Scale the records below: write out every line of them again, including the text that precedes the answers. Multiply each x and y coordinate in the answers by 2.45 and round to a whole number, with halves rounding up. Leave all other wording and numbers unchanged.

+--

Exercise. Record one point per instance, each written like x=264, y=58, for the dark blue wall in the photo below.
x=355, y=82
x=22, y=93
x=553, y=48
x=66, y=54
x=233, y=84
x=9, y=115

+--

→ Completed exercise
Exercise. Record one point per instance, each written like x=264, y=58, for the dark blue wall in the photo below.
x=870, y=201
x=54, y=228
x=1355, y=118
x=162, y=132
x=571, y=206
x=22, y=282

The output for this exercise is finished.